(EXERCISE OBJECTIVE): Among the lines below, a stretch begins at the one with "TASK = identify one point per instance of the orange body" and ends at the one with "TASK = identify one point per instance of the concrete ledge". Repeat that stretch exactly, ends included.

(Saved entries)
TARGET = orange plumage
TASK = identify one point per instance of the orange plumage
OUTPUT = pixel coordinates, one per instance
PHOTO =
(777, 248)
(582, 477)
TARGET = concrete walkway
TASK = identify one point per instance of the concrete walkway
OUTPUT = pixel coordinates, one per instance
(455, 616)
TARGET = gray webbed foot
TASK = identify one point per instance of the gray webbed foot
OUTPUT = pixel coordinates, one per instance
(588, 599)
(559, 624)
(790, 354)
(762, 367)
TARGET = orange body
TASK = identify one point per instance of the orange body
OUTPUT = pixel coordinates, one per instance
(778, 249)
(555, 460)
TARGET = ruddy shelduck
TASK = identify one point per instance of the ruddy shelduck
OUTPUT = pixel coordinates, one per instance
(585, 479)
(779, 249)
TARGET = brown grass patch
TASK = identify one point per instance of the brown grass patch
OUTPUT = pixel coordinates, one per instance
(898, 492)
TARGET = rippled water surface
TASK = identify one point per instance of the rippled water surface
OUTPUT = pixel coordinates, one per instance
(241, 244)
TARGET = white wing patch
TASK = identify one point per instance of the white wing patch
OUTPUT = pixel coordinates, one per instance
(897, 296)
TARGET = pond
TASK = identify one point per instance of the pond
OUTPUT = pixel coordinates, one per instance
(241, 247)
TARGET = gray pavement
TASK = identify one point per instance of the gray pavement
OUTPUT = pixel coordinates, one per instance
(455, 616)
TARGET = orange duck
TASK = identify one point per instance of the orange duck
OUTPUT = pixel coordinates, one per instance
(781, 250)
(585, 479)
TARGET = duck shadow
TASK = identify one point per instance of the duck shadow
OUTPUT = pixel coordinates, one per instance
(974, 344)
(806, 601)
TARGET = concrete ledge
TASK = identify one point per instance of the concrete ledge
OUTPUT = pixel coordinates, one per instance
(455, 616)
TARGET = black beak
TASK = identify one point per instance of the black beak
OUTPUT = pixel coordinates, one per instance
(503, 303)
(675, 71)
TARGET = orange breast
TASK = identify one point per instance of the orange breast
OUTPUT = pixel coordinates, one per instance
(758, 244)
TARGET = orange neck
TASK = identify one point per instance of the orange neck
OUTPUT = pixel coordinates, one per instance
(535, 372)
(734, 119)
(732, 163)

(OUTPUT FOR THIS TASK):
TASK = identify one point per instance of the orange body
OUTPUT = pixel coordinates, one per instance
(778, 249)
(555, 460)
TARGET = ruddy shelduck
TASK = identify one point per instance of the ruddy shelduck
OUTPUT = pixel coordinates, one per instance
(585, 479)
(779, 249)
TARGET = brown grass patch
TASK = identify one point per instance of the brown grass patch
OUTPUT = pixel coordinates, one per instance
(898, 492)
TARGET = rippled water surface
TASK = identify one point per instance of the rippled water surface
OUTPUT = pixel coordinates, one per instance
(241, 244)
TARGET = white wing patch
TASK = identify one point per instance of the white wing patch
OUTPUT = pixel coordinates, one per instance
(897, 296)
TARGET = pond
TASK = identify one point per instance of the pond
OUTPUT = pixel coordinates, one per instance
(241, 247)
TARGET = gray pavement
TASK = identify one point per instance of the gray pavement
OUTPUT = pixel coordinates, one per instance
(455, 616)
TARGET = orange duck
TASK = identify one point per instance of the orange duck
OUTPUT = pixel coordinates, one per instance
(781, 250)
(585, 479)
TARGET = duck shadow
TASK = identify one point per instance of the duck shadow
OUTPUT = pixel coordinates, one per instance
(974, 344)
(806, 601)
TARGET = concrete ledge
TASK = identify one point per instance of the concrete ledge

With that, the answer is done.